[Passage to read Boundary: Start]

OPENING & PERFORMANCE
Beyond a Certain Point There is No Return
ELMGREEN & DRAGSET
curated by KATIA KRUPENNIKOVA
The exhibition Beyond a Certain Point There is No Return marks the third edition of an annual collaboration between A Tale of A Tub and Tlön Projects, presenting a variety of artworks selected from the imaginary collection of Tlön Projects. This imaginary collection is formed by the convergence of selected artworks from various international private art collections, whereby Tlön Projects aims to generate access to artworks which otherwise would have been largely shielded from public access.
Taking its title from an aphorism by Franz Kafka — “Beyond a certain point there is no return. This point has to be reached.” — the exhibition puts into conversation artworks by artists from different regions and generations. Though titled with Kafka’s quote, the exhibition touches on the writer’s heritage only tangentially. Instead, it spins around the urgency to seize and make visible the “point of no return,” which has been overwhelming the world in the recent years, from pandemics to wars to climate change. But the term has many evocative senses and associations. It originates from air navigation terminology, where it means that an aircraft no longer has enough fuel to return to its point of departure. “Point of no return” signifies a critical junc-ture, an irrevocable shift, an impossibility of return. But it is also itself something evasive and difficult to grasp. When did the point of no return occur, and how can one recognize it? Or do we only really become aware of this turning point after the fact, in its aftermath?
Beyond a Certain Point There Is No Return revolves around a crisis of awareness, and a crisis of action. The artworks in the show are brought together in search of spaces and temporalities that refer to this evasive and difficult to seize point, which manifests itself more through absence than presence. They sense moments when political, social or personal catastrophes become irreversible, or when change, even when not fully sensed or recognized, can no longer be avoided. The visitor is invited to pass through and touch upon memories, postures and expressions, in spatial relations, architecture, the body, and the unconscious, via subtle presences, traces and quantum entanglements.
The works comprising Beyond a Certain Point There Is No Return originate from the following collections: Kervahut—Laurent Fiévet Collection, France; Frédéric de Goldschmidt Collection, Belgium; Edgard F. Grima Collection, France; G + W Collection, the Netherlands; Kerenidis Pepe Collection, France; plancius art collection, the Netherlands; Servais Family Collection, Belgium; along with other collections that wish to remain anonymous.

[Passage to read Boundary: End]

**Try it:** Decide whether each statement agrees with the exhibition text, and support each yes or no with the deciding words from it, quoted exactly. 1. The exhibition is the third edition of an annual collaboration between A Tale of A Tub and Tlön Projects. 2. The exhibition is mainly about Kafka's heritage. 3. The phrase "point of no return" comes from maritime terminology.

[Extracted material Boundary: Start]

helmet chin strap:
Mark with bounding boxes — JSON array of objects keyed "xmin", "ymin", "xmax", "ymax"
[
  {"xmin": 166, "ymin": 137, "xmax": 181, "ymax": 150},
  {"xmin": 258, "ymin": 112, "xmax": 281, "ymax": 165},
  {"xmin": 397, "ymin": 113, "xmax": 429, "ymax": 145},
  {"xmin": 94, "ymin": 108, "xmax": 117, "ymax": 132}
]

[Extracted material Boundary: End]

**Task response:**
1. Yes: "marks the third edition of an annual collaboration between A Tale of A Tub and Tlön Projects"
2. No: "the exhibition touches on the writer’s heritage only tangentially"
3. No: "It originates from air navigation terminology"